Geography and the Politics of Mobility | 2003

Geografie Und Die Politik Der Mobilität

In the last years the concept of Geography undergoes a fundamental transofmration. The increasing circulation of people, goods, and data create new cultural, social, and virtual landscapes, which can not be described by traditional geo-scientific categories. This publication documents projects of five international art collectives, which pursue questions of global miration, changing work environments, and worldwide infromationsystems, and outline alternative models for a new geographic praxis. Art scholars Irit Rogoff, Brian Holmes and media theorist Lisa Parks critically enlight in their theoretical essays the metaphor of Geography towards a new level of knowledge.

With art projects by Bureau d’étude, Frontera Sur RRVT, Macrolab, multiplicity and Raqs Media Collective.

Introduction

Geography and the Politics of Mobility
Ursula Biemann

The exhibition pursues questions around the transformative quality of locations and geographies at a time when subjects are no longer bound to one particular place. Rather than focussing on the formation of dislocated subjectivities due to global migration or the participation in virtual world-wide activities, Geography and the Politics of Mobility will look at the way places are being constituted through them. One of the recurring questions will be how the human trajectories and the traffic of signs and visual information form particular cultural and social landscapes and inscribe themselves materially in the terrain. Spatial and geographic thinking has gained significance in postmodernism and has become, in the course of globalization, a crucial and most welcome tool of analysis. Geography as a discipline of geophysics is not what interests us here, but the postmodern understanding of geography as a distinct mode of producing and organizing knowledge regarding the way natural, social and cultural conditions relate to one another. The model operates as a theoretical platform from which to think about society in a networked, complex and spatially expanded way that includes concepts of boundaries, connectivity, and transgression. Even though everything seems to be a part of world systemic processes and global networks, the notion of place and location remains important in all this. Only this “place”, or at least the way we conceive of it today, has undergone some major transformation. Geography examines places, which are constituted not only by people who inhabit them, but by connections and movements of all sorts that traverse them on a variety of scales, ranging from local, private and intimate processes to public, economic, transnational and systemic ones.

• EXTRACTED ENTRIES:
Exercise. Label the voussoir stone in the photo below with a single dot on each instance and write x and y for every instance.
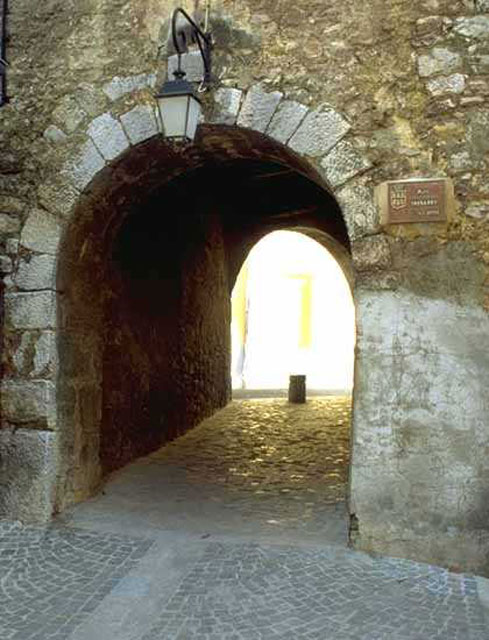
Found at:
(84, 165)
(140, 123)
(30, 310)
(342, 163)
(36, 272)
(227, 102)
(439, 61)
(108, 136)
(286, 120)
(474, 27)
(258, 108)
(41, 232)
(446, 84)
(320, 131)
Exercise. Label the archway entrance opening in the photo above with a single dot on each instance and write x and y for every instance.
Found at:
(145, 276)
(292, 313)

--

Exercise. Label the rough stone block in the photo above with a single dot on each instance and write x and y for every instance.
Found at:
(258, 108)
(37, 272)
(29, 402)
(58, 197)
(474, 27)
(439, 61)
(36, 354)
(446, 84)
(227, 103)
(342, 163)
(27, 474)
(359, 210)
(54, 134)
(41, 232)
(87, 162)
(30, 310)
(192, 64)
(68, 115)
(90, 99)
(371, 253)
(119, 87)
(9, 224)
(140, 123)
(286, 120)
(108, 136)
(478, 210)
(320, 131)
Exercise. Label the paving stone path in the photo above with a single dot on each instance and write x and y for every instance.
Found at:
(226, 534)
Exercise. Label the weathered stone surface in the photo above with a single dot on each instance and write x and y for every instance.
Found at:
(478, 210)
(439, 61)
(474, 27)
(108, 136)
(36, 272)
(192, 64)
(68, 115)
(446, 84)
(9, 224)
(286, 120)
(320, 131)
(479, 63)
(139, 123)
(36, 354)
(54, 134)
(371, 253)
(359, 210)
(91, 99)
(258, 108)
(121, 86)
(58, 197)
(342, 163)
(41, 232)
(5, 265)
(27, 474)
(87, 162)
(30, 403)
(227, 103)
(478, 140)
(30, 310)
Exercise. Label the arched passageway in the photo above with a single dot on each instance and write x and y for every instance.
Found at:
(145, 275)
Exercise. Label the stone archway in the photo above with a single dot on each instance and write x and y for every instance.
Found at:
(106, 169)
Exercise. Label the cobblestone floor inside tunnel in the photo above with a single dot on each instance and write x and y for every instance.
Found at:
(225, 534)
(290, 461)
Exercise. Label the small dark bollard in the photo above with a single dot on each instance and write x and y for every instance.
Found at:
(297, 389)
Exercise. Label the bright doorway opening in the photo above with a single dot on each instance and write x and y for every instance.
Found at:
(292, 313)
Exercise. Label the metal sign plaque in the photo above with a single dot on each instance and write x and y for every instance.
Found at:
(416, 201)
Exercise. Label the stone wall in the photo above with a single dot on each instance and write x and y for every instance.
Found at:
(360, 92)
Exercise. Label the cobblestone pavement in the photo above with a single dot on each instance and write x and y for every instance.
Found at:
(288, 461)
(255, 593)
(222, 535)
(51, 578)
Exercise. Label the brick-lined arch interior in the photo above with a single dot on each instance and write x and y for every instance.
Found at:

* * *

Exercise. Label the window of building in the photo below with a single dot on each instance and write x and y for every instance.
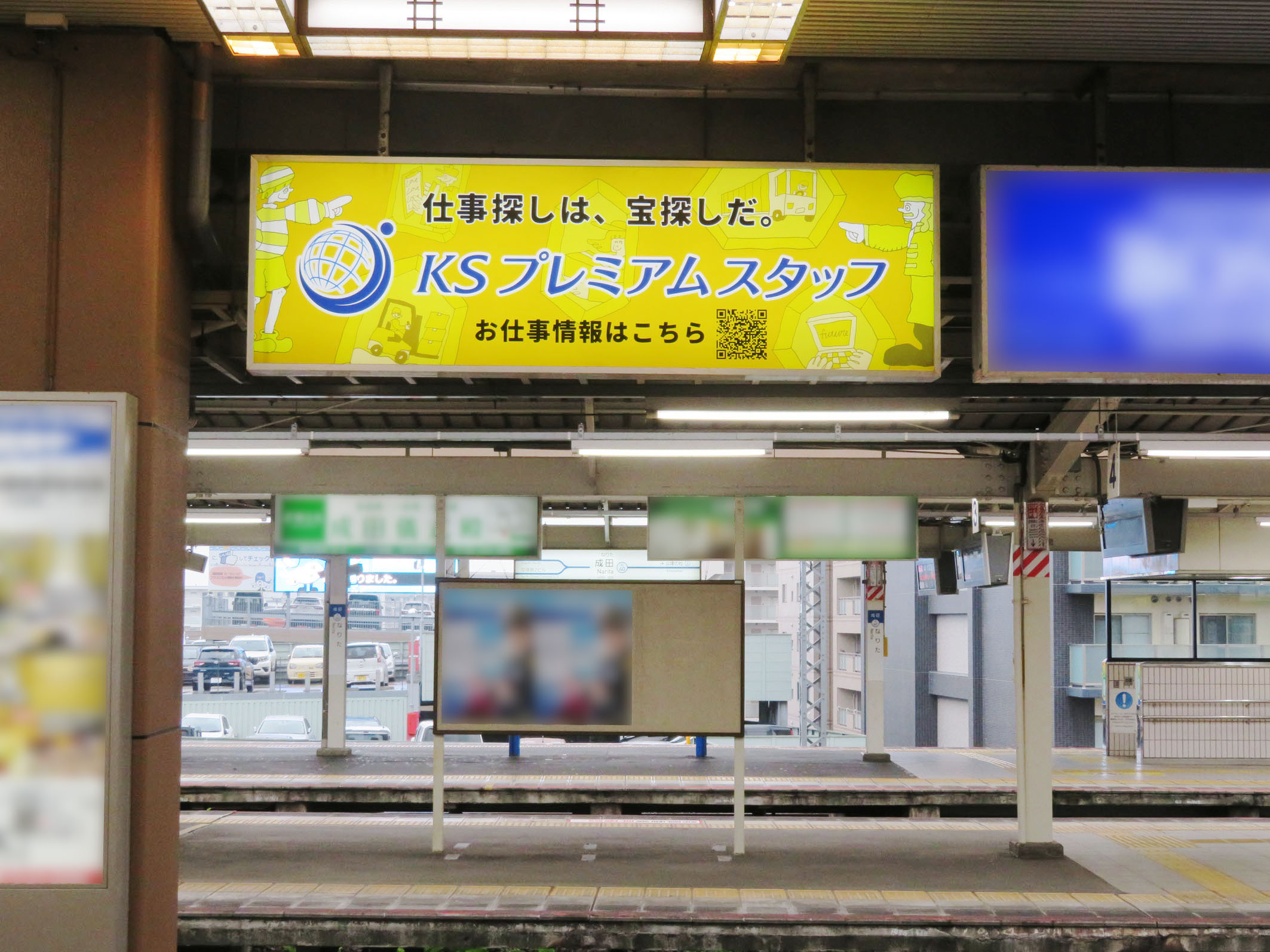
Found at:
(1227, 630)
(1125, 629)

• EXERCISES:
1. Extract the passage of the text on geography and mobility starting at "Geography and the Politics of Mobility |" and ending at "level of knowledge.".
2. Which art collectives have projects in the text on geography and mobility?
3. Carry on the text on geography and mobility from its last sentence.
The material plays no part in what follows.

• TASK-BY-TASK OUTPUTS:
1.
Geography and the Politics of Mobility | 2003

Geografie Und Die Politik Der Mobilität

In the last years the concept of Geography undergoes a fundamental transofmration. The increasing circulation of people, goods, and data create new cultural, social, and virtual landscapes, which can not be described by traditional geo-scientific categories. This publication documents projects of five international art collectives, which pursue questions of global miration, changing work environments, and worldwide infromationsystems, and outline alternative models for a new geographic praxis. Art scholars Irit Rogoff, Brian Holmes and media theorist Lisa Parks critically enlight in their theoretical essays the metaphor of Geography towards a new level of knowledge.

2. Bureau d'étude, Frontera Sur RRVT, Macrolab, multiplicity and Raqs Media Collective.

3.
We notice an abundance of images of fluid, unfixed, and transitional identities in circulation at present. These increasingly recognized qualities of identity are partially a result of transgender discourses but also of cybermobility and physical migration as well as a general increase in travelling and repeated or multiple chains of human movement. (1) No doubt, the fast spread of information technologies and the liberalizaton of post-socialist countries had a definitive impact on the mobility of people since the early 90ies. But migration has always existed and travelling people too, only these phenomena have been examined as particularities from the view of the experience of the stable, settled, productive citizen. Today, the stable, settled and legalized subject is no longer the focal subject matter in recent critical cultural writing. It also doesn’t accurately describe the conditions of many writers, artists and other cultural producers any longer. Both the theorizing subject and the object of interest seem to be temporarily stationed in a “transit lounge,” to use James Clifford’s words, their position destabilized, and in motion. (2) We may indeed ask what is actually in crisis, the material setting out there or the academic discipline that provokes a new fascination with conditions that reflect its own state of instability. Let’s assume it is a combination of the two. In any case, the focus is on translocal existencies, on transformative cultural practices, and on the movement itself, on the politics of mobility.

In an immediate geographic sense, the exhibition traces the logic of particular human economic circuits in a changed world order: the female teleservice industries in India, illegal refugee boats entering the Mediterranean Sea, the European industrial prison complex, the smuggling paths across the Spanish-Moroccan border. These sites and non-sites speak of a rearticulation of the relations between social and territorial conditions.

On another level, the exhibition maps various forms of collaborations and temporary alliances practiced by artists and other cultural producers who are engaged in assembling and producing knowledge about how these circuits operate, how they are reiterated discursively and semiotically, and how they mark and give meaning to the space they traverse. Geography deals with cultural and operational systems, which are conceivable and representable in geographic terms. The cultural agents, i.e. the participating artists and writers, are perfectly aware that they are personally involved in writing a geography that contributes to the building of the very space they describe.

The exhibition space may be looked at as one such transient location whose meaning is generated through the passage of people and the appearance of temporary projects, which may inscribe themselves, over time, in form of a program, into the space. None of the works represent closed positions, they rather open up the networks within which they have been generated and of which they are an operative part. Each one of the projects gives insight into a system, which is as much a system of navigation than a system of representation.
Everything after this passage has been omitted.